> LIST OF TASKS:
**1.** List every distinct email address that appears in the MGB email thread.
**2.** Carry on the email thread about the rebuilt 1970 MGB that won't start, picking up from its last line.

> PASSAGE:
To: "Dereck C" <derex39@hotmail.com>
Subject: Re: 70 MGB no start after complete rebuild UPDATE
From: "Lawrie Alexander" <Lawrie@britcars.com>
Date: Thu, 17 Aug 2000 08:13:05 -0700
Dereck.......

Lack of oil in the dashpots will not prevent the car from starting but will
result in a momentary lean condition when you open the throttle.

Make sure there are no old rubber washers in the bases of the float bowls. I
have often found new jets jammed in on top of old ones. You should be able
to see aluminum in the hole where the jet tube threads in. Then you push the
new rubber washer back a quarter inch or so along the new jet tube and
carefully aim the tube into the center of the hole in the float bowl, before
starting to thread the nut into the hole. This will ensure that the tube is
not blocked by the new seal.

Lawrie
British Sportscar Center

-----Original Message-----
From: Dereck C <derex39@hotmail.com>
To: Lawrie@britcars.com <Lawrie@britcars.com>
Cc: mgs@autox.team.net <mgs@autox.team.net>
Date: Thursday, August 17, 2000 5:21 AM
Subject: 70 MGB no start after complete rebuild UPDATE


>I got a little further last night before the sun went down and I could no
>longer see.  I retimed to TDC and the rotor pointed directly at number one
>piston.  I timed it so the points where just opening (counter clockwise)

> AVAILABLE DATA:

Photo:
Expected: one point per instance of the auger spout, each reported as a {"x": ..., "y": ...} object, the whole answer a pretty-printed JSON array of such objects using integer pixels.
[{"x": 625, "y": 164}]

> IN RESPONSE:
**1.**
derex39@hotmail.com
Lawrie@britcars.com
mgs@autox.team.net

**2.**
and
>attached the wires in the 1-3-4-2 arrangement.  Cranked it and nothing
>changed.  Then I cranked it with a bit of starter fluid - vroom for about 2
>seconds.  So I deduced that there was a fuel starvation problem, which I
>already thought was a problem because I never really smelled gas on the
>plugs or in the carbs.  So I took the twin SU HS4's off and checked out the
>jet to float bowl connection.  Seems that the rubber washer was interfering
>with the flow, it was crushed into the float bowl.  It seems to me that the
>jet fuel-lines are a bit short (same size as the old ones).  Then I
>reinstalled the carbs after carefully insuring that the rubber washers did
>not get crushed into the float bowl (still not sure that it worked).  I
>attempted to start the car, no go.  Then with starter fluid - vroom for 2
>seconds.  By this time it was too dark outside and I had to close up shop.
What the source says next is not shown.